Option A — Pick one vendor (e.g. OpenAI only)

  • (+) Simplest scope.
  • (−) Operators on Gemini-only or Azure-only stacks cannot use the AI features.
  • (−) No failover.

Option B — Direct SDK calls scattered through the codebase

  • (+) Zero abstraction overhead.
  • (−) Every new feature reinvents prompt formatting, retry policy, error mapping. Switching vendors becomes a multi-PR refactor.

Option C — Provider-abstracted gateway: AiAssistant interface + per-vendor adapters + feature-keyed provider selection

A single Saso\Domain\Ai\AiAssistant interface exposes chatComplete(), extractStructured(), embed(), and describeImage(). Concrete implementations: OpenAiAssistant, GeminiAssistant, ClaudeAssistant, plus NullAssistant for tests / no-key environments. A Saso\Infrastructure\Ai\AssistantRouter reads system_setting rows like ai.provider.vision = gemini, ai.provider.embedding = openai, ai.provider.chat = claude and dispatches per call.

API keys live in system_setting rows of type secret, encrypted via SecretEncryptor (M3-E). The default value is null; AI features short-circuit to a "AI unavailable" response when no key is configured for the feature's provider.

  • (+) Operators pick per-feature provider from the admin UI.
  • (+) Failover is a wrapper decorator — FallbackChainAssistant(primary, secondary).
  • (+) Tests inject NullAssistant (deterministic responses) without touching external services.
  • (−) Three SDK adapters to maintain. We mitigate by using the official PHP/HTTP libraries for each (openai-php/client, the Gemini REST API, anthropic-ai/anthropic-php).

Decision Outcome

Chosen option: C — AiAssistant interface with provider-abstracted adapters and feature-keyed routing.
------------------------------------------------------------
§ **TASKS**:
a. Update a passage of the AI provider decision text. Begin at the words "A single Saso\Domain\Ai\AiAssistant" and stop after "the admin UI.", replacing "SecretEncryptor" with "SettingsEncryptor" in that passage.
b. Answer these questions using the AI provider decision text.
(i) Which option says that switching vendors becomes a multi-PR refactor?
(ii) What is the default value of the API key settings?
(iii) Which decorator provides failover in Option C?

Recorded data
------------------------------------------------------------
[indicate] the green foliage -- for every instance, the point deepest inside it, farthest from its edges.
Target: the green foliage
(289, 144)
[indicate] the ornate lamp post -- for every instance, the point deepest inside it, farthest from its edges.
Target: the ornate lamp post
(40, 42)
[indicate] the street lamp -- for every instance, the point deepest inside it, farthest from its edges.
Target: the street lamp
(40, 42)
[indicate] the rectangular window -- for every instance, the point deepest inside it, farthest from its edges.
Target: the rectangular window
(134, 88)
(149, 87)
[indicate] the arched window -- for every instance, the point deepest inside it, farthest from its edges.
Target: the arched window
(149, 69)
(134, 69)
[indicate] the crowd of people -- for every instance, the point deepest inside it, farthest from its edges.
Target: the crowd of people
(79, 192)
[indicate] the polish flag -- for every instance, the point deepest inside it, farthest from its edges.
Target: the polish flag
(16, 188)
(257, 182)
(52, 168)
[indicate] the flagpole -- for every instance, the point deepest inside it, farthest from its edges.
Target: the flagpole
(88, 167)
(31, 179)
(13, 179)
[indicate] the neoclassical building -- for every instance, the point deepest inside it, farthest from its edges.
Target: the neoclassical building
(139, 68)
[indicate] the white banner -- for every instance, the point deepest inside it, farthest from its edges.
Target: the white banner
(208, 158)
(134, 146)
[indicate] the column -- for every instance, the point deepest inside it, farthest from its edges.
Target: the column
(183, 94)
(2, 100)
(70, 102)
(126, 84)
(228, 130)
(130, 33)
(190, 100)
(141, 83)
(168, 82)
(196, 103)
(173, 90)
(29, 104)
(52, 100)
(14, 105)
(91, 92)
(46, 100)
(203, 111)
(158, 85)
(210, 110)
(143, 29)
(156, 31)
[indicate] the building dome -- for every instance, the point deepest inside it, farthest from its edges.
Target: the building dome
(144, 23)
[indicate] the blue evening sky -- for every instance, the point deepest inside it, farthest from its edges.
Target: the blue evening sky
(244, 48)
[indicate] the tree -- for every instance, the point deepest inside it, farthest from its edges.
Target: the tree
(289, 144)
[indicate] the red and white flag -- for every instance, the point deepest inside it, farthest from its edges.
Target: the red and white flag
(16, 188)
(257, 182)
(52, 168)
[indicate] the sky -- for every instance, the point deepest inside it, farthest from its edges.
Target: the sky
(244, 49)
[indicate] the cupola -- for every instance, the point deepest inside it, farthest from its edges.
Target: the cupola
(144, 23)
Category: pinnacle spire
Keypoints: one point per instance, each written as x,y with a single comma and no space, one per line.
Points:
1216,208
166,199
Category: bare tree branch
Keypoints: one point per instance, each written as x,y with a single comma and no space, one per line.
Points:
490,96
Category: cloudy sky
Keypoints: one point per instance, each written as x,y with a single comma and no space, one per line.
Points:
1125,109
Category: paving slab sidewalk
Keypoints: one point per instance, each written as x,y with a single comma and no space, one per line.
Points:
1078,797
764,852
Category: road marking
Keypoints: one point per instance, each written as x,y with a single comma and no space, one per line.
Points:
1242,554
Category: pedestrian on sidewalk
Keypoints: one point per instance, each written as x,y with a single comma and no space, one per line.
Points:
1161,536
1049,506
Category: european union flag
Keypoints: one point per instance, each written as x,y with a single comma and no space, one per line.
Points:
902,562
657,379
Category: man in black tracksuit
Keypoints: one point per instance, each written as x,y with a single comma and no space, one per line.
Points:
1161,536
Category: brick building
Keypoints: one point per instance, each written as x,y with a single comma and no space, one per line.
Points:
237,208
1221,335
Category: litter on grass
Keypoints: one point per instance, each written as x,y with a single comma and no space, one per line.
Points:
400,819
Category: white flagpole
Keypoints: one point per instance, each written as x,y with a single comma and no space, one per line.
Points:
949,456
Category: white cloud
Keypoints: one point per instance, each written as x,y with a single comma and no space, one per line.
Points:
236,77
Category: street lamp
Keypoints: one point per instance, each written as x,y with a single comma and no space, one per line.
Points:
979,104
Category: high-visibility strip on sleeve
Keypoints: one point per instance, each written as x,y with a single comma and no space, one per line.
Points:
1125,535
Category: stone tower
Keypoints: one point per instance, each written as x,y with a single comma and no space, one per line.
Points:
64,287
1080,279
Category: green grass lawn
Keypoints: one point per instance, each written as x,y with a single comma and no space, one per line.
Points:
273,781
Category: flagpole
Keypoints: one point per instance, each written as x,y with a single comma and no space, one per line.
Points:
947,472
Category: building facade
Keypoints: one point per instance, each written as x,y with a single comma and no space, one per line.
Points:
------------------------------------------------------------
§ **SOLVED TASKS**:
a.
A single Saso\Domain\Ai\AiAssistant interface exposes chatComplete(), extractStructured(), embed(), and describeImage(). Concrete implementations: OpenAiAssistant, GeminiAssistant, ClaudeAssistant, plus NullAssistant for tests / no-key environments. A Saso\Infrastructure\Ai\AssistantRouter reads system_setting rows like ai.provider.vision = gemini, ai.provider.embedding = openai, ai.provider.chat = claude and dispatches per call.

API keys live in system_setting rows of type secret, encrypted via SettingsEncryptor (M3-E). The default value is null; AI features short-circuit to a "AI unavailable" response when no key is configured for the feature's provider.

  • (+) Operators pick per-feature provider from the admin UI.

b.
(i) Option B, direct SDK calls scattered through the codebase.
(ii) The default value is null.
(iii) FallbackChainAssistant(primary, secondary).